Instagraming

Catatan Mahasiswa Galau: Asa Seorang Supir Taksi (RIyan Al Fajri)

                Setelah hampir sebulan lebih mendekam di rumah tercinta pasca liburan sekolah, aku kembali tergerak untuk berangkat menuju proses yang saya inginkan untuk menjadikan siapa saya dimasa depan. Perjalanan dimulai dari sebuah kota kecil (kota?) Duri. 160 Km dari Pekanbaru. Mobil Xenia merah papa membawa saya menuju Bandar Udara untuk terbang ke Jakarta siang ini. Sepanjang perjalanan, ya seperti biasa, papa selalu memberikan wejangan kepada anak sulungnya ini. Setelah sampai di Jakarta, ambil bagasi, beli tiket. Well, tinggal pulang ke kosan. Ya setidaknya itulah kebiasaan saya kalau dari bandara jika masih sore. Namun sayang seribu sayang, bus ditunggu hingga 2 jam baru nongol. Alhamdulillah akhirnya saya tiba di lebakbulus sekitar pukul 18.35 WIB.

                “Wah, sial. Udah malam. Blu*bird, kemanakah dikau?” saya bertanya-tanya dengan membawa koper seberat 17 kg. hampir 30 menit menunggu, tak jua ada taxi blu*bird yang lewat hingga saya meyakinkan diri saya untuk naik disebuah taksi yang aku sendiri tidak tahu merk nya.

                “Pak, Ke Bintaro sector 5 ya.”

                “Oh, boleh. 50 ribu ya dik?”

                “Ha? Ga pakai argo saja pak? Argo nya ada kan?”

                “Ada dik. Tapi… gimana kalau Rp 40.000 saja?”

                Dengan menggunakan Argo, perkiraan dari lebak bulus ke kosan saya hanya Rp 25.000. muncul pertanyaan di benak saya, kenapa bapak ini ingin menaikkan harganya? Apa yang salah? Mungkin bapak ini menyangka saya adalah orang sumatera atau pelosok jawa yang pertama kali datang ke Jakarta. Jadi bisa dimainkan sedikit. Apalagi dengan jaket hitam yang selalu saya gunakan ketika masih aktif menjadi Aktivis Dakwah Kampus. Tampaklah kekunoan saya. Terekspose sekali dengan wajah yang bisa dikatakan tidak ganteng dan bentuk tubuh yang tidak atletis. Menyedihkan sekali. Namun, saya tidak mempersalahakan gaya kuno saya atau “pengkibulan” harga oleh bapak ini, saya lebih berpikir pada motif, kenapa bapak ini ingin menaikkan harganya? Saya urungkan naik taksi bapak itu lalu kembali menunggu di tepi jalan raya. Semoga saja ada blu*bird yang lewat. Taksi langganan saya kalau sudah kemalaman diluar kosan.

Entri Mentah.
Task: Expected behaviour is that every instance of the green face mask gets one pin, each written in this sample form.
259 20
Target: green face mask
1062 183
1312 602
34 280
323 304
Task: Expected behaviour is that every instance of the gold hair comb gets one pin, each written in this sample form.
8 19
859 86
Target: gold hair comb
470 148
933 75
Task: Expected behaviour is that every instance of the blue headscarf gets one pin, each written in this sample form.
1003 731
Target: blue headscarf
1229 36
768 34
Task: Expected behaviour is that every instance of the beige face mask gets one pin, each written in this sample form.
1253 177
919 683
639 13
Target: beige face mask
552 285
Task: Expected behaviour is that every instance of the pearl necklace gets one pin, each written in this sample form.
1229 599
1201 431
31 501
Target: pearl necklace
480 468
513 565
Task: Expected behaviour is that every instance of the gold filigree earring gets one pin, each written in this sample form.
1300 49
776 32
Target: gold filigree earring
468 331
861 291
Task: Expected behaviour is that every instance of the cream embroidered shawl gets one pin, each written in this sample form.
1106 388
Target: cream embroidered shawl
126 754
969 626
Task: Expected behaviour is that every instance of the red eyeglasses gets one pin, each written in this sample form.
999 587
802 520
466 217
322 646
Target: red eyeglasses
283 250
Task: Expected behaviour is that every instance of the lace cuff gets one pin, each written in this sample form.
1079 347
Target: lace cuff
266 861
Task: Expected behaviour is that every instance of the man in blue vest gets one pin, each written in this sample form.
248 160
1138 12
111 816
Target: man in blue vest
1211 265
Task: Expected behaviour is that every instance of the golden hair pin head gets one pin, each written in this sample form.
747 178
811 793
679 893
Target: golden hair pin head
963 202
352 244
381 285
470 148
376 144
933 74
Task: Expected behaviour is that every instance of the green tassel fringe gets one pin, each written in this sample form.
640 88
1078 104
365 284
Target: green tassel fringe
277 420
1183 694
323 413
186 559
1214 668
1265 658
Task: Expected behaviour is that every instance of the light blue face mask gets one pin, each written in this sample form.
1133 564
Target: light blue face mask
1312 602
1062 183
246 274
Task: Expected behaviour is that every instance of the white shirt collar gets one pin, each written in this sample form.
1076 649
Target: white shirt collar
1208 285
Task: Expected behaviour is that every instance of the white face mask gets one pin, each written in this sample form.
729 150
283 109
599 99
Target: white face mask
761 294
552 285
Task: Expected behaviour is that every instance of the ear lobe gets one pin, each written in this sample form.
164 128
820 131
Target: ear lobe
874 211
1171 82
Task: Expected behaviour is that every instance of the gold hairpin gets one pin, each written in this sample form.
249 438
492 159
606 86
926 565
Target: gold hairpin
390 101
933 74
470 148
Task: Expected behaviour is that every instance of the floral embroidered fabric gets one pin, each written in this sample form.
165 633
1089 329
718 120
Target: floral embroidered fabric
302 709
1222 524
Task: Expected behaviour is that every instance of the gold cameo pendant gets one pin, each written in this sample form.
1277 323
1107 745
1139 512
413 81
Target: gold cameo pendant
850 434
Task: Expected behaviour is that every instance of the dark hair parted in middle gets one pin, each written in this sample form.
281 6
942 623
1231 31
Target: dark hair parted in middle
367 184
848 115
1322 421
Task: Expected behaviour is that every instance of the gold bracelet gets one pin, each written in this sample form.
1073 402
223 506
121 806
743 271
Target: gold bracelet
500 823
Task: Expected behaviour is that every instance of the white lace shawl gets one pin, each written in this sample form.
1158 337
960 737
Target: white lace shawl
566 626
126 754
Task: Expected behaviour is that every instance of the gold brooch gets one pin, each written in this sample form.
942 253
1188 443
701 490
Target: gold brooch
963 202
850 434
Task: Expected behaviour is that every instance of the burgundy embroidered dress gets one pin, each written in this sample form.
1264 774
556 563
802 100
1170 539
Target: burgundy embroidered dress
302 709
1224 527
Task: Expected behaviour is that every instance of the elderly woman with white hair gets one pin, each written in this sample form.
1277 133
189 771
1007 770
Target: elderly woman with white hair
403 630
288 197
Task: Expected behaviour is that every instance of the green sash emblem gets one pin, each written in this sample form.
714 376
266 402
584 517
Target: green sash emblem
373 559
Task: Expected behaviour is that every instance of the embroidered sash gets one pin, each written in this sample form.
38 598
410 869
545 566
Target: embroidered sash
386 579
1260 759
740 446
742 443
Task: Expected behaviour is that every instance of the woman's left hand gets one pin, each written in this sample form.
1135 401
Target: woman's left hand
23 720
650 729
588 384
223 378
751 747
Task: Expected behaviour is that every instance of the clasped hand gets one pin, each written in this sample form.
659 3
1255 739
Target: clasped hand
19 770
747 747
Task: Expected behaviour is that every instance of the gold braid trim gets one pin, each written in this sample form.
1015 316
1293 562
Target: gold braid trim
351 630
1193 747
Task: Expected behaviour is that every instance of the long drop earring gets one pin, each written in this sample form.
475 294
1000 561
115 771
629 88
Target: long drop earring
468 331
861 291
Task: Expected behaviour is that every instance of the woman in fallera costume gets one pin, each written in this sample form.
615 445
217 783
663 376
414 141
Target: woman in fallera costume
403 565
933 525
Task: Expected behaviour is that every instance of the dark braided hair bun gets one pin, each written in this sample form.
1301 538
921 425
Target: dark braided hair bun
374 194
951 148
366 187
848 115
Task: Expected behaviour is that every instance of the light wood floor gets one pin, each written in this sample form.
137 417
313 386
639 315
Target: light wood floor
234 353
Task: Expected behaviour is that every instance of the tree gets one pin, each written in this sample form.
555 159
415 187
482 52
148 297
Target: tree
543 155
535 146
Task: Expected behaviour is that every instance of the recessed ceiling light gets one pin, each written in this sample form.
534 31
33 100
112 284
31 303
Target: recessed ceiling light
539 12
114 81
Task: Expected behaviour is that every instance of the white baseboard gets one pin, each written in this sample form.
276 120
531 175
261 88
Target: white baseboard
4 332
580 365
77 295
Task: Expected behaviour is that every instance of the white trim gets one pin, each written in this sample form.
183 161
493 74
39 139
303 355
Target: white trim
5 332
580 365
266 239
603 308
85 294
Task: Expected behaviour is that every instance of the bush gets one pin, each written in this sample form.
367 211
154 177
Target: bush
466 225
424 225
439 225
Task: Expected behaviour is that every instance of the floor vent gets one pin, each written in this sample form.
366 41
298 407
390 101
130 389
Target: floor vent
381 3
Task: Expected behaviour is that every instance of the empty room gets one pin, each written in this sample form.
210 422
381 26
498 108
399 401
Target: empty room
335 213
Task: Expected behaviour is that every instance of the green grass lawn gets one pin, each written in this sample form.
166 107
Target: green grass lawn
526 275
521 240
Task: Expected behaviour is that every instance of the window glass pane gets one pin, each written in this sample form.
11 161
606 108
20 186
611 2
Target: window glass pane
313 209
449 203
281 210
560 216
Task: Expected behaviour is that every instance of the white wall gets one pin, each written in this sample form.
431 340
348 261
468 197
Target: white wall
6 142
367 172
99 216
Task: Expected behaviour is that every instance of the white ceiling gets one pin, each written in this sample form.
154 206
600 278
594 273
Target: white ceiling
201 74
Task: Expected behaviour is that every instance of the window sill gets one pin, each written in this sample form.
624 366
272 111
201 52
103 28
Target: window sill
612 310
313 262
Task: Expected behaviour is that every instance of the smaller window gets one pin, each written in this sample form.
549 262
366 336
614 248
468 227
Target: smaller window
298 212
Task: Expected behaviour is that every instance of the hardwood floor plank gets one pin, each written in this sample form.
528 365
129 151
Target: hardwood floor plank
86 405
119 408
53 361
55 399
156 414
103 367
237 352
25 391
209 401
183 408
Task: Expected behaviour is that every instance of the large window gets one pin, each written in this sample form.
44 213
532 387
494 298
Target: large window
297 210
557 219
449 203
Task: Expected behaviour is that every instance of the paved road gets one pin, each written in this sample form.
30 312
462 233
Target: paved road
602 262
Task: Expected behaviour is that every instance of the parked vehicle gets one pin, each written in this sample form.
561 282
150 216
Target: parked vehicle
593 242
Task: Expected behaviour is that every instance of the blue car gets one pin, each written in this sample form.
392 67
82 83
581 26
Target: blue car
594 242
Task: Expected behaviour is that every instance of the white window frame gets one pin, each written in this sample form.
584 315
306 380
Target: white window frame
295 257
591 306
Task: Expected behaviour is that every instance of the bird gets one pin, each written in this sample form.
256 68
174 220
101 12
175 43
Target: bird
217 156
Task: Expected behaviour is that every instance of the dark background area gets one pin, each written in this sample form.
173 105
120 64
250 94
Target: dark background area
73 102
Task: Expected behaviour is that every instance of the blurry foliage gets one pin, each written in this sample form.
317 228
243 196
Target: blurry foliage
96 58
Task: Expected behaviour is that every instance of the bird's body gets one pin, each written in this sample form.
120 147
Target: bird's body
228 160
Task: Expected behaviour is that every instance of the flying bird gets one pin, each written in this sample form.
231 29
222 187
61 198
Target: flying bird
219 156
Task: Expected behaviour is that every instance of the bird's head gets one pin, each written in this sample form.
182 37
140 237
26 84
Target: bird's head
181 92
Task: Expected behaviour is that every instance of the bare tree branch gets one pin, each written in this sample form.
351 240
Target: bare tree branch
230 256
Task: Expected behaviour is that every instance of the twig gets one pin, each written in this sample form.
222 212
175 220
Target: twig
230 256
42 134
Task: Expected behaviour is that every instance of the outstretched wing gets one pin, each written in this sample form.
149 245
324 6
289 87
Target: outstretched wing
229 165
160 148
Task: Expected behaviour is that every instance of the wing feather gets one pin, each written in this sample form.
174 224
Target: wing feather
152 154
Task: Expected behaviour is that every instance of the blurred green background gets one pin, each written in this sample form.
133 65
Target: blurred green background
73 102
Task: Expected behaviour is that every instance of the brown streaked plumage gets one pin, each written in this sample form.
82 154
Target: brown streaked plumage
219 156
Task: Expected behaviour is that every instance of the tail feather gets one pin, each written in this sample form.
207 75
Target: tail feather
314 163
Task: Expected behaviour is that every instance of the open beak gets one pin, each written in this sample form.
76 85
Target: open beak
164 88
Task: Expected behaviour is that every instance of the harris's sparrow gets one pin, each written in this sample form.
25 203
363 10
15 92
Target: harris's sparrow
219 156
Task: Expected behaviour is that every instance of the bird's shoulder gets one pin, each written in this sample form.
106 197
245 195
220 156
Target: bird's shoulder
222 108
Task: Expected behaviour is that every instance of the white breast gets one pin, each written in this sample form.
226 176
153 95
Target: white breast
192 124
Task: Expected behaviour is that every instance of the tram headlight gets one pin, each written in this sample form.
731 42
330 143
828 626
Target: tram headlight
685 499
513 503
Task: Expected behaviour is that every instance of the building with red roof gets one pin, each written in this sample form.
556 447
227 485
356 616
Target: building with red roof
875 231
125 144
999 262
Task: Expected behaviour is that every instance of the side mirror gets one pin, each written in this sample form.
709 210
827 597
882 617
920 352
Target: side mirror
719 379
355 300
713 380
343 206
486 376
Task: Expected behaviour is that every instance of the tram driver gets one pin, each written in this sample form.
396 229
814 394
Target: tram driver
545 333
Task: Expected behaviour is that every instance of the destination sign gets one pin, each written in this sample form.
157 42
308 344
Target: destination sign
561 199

Yang Ditanyakan.
A - Jawablah tiga pertanyaan berikut berdasarkan catatan perjalanan tentang supir taksi:
(i) Berapa jarak kota Duri dari Pekanbaru?
(ii) Sekitar pukul berapa penulis tiba di Lebak Bulus?
(iii) Berapa perkiraan ongkos dengan argo dari Lebak Bulus ke kosan penulis?
B - Lanjutkan catatan perjalanan tentang supir taksi itu mulai setelah kalimat terakhirnya.
Entri-entri itu tidak dipakai dalam latihan ini.

Jawaban Soal.
A -
(i) 160 Km.
(ii) Sekitar pukul 18.35 WIB.
(iii) Rp 25.000.

B -
                Hampir 10 menit saya menunggu, lewat taksi yang lain. Tanpa pikir panjang karena sudah agak malam menurut perhitungan saya (walau pukul 19.15 belum azan isya di Duri, Riau tapi kalau di Jakarta ini sudah sangat malam sekali menurut saya) saya naik ke taksinya. Alhamdulillah, saya lihat argo si bapak hidup. Muncul lagi pertanyaan yang mengganggu kepala saya. Saya rasa ini bukan grup taksi yang seterkenal blu*bird, namun kenapa bapak ini tidak seperti bapak tadi? Awalnya saya agak ragu memulai pembicaraan karena bapaknya sudah tua sedangkan saya sangat muda (ya masih 18 tahun, itu muda kan? Hehe), saya pikir kalau ngomong sama bapak ini paling sama seperti bicara sama orang tua lainnya. Ngasih nasihat lah, wejanganlah, apalah namanya. Namun, saya sudah terlalu penasaran. Akhirnya dimulai pertualangan yang sebenarnya (istilahnya seperti itu karena saya rasa malam itu sepertinya cepat sekali saya sampaik kosan diantar bapak ini)

                “Wah, Pak, macet nih. Ga dari bandara ga sampai disini, padahal hari minggu ya pak?”

                “Oh, emang dik. Kalau daerah pinggiran Jakarta ma hari libur yang macet dik.”

                “Tak kesal dengan macet ini pak?”

                “Mau dibilang kesal, kita tak bisa buat apa-apa, mau diterima, dongkol jugalah dik”

                “Udah lebih 1 bulan saya ga balik kesini Pak. Berlibur. Hehe”

                “Adik kuliah ya? Kuliah dimana? Jurusan apa?”

                “STAN, Pak. Akuntansi.”

                “Kenapa ga ngambil Management aja?”

                Saya mulai menyedihkan posisi almamater saya, bahkan orang Jakarta saja tidak tahu menahu tentang STAN. Apalagi orang Riau? pantaslah kita dari propinsi Riau dari 5000-an lebih mahasiswa hanya ada 21 orang saja. Itupun sekarang sudah tersisa 16 orang. Karena 5 orang sudah menyelesaikan kuliahnya sebagai mahasiswa STAN.

                “Hm, Pak. Di STAN ga ada manajemen pak. Tak sama dengan tempat kuliah lain.”

                “Iya, yang sekolah Gayus itu kan?”

                Makin terlukalah saya malam ini. Benar kata pepatah, gara-gara nila setitik, rusak susu sebelanga. Semoga kita tidak jadi nila yang setitik itu.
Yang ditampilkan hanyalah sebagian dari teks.